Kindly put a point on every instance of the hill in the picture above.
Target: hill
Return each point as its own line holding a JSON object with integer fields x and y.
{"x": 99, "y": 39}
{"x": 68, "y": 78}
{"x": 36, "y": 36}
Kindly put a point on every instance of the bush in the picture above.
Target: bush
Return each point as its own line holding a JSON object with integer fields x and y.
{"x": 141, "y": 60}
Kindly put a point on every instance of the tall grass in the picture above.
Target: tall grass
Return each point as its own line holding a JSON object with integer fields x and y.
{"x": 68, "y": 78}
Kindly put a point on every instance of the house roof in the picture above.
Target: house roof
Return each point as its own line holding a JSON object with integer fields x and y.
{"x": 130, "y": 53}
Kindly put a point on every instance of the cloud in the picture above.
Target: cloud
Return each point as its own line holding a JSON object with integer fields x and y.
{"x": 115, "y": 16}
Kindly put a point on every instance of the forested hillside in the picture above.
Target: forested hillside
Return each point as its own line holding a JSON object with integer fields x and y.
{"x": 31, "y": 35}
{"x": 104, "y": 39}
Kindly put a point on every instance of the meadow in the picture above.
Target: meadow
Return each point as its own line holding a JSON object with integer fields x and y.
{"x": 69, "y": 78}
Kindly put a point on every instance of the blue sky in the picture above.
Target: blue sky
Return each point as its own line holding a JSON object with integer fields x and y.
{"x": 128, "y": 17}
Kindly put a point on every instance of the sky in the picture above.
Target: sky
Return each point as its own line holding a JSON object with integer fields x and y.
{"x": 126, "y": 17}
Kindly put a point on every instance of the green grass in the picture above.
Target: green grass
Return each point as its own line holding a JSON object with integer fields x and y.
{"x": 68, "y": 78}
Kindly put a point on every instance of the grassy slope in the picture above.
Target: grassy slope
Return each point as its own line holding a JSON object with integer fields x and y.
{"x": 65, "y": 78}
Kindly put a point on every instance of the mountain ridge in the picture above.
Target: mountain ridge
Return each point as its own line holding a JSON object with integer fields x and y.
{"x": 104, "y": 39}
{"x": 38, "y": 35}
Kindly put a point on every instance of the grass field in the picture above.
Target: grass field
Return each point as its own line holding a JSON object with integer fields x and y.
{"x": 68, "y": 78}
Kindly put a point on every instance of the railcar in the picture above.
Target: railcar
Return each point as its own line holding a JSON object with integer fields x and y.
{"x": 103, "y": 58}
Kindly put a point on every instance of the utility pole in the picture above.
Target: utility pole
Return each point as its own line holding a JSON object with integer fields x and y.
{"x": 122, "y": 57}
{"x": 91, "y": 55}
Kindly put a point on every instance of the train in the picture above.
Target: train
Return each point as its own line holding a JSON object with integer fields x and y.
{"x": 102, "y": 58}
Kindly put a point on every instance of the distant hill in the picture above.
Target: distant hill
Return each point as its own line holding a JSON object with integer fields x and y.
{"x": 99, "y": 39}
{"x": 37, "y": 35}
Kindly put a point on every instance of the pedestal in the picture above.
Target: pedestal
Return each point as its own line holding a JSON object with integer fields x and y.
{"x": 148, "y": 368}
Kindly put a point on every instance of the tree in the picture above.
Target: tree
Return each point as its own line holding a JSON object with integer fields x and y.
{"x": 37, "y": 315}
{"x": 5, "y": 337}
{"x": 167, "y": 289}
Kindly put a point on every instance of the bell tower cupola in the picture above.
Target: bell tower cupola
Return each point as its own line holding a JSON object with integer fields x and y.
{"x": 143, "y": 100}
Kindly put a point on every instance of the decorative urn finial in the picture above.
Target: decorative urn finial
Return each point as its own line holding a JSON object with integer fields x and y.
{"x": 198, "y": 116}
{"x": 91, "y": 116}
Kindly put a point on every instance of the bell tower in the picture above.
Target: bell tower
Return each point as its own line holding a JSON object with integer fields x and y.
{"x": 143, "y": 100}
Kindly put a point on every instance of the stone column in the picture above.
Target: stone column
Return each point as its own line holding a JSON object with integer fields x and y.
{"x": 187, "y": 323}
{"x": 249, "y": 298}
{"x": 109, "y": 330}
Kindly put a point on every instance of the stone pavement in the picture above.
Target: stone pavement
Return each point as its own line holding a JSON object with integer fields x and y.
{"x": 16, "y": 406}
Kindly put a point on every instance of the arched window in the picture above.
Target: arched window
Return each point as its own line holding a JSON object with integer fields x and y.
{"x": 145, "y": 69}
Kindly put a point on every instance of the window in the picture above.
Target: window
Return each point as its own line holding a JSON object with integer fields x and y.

──────

Your instructions
Of the entries above, repeat exactly the lines between the line with "Kindly put a point on every instance of the blue" and the line with "Target: distant hill", inclusive, and no others.

Your response
Kindly put a point on every instance of the blue sky in the picture above.
Target: blue sky
Return each point as its own line holding a JSON object with integer fields x and y.
{"x": 128, "y": 17}
Kindly put a point on every instance of the sky in the picture above.
Target: sky
Return each point as its own line holding a JSON object with integer fields x and y.
{"x": 126, "y": 17}
Kindly put a point on every instance of the green grass in the picture above.
Target: green grass
Return each point as its own line holding a JSON object with integer fields x and y.
{"x": 68, "y": 78}
Kindly put a point on every instance of the grassy slope in the picture above.
Target: grassy slope
Return each point as its own line holding a JSON object with integer fields x and y.
{"x": 65, "y": 78}
Kindly put a point on every instance of the mountain ridge in the picture above.
Target: mountain ridge
Return each point as its own line holding a JSON object with integer fields x and y.
{"x": 104, "y": 39}
{"x": 38, "y": 35}
Kindly put a point on every instance of the grass field in the picture above.
Target: grass field
Return each point as its own line holding a JSON object with integer fields x and y.
{"x": 68, "y": 78}
Kindly put a point on every instance of the railcar in the picture above.
Target: railcar
Return each point as its own line holding a JSON object with integer fields x and y.
{"x": 103, "y": 58}
Kindly put a point on every instance of the utility pole in the picture above.
Target: utility pole
Return each point as its own line holding a JSON object with integer fields x and y.
{"x": 122, "y": 57}
{"x": 91, "y": 55}
Kindly put a point on every instance of the train in the picture above.
Target: train
Return each point as its own line holding a JSON object with integer fields x and y.
{"x": 102, "y": 58}
Kindly put a point on every instance of the distant hill in the picture above.
Target: distant hill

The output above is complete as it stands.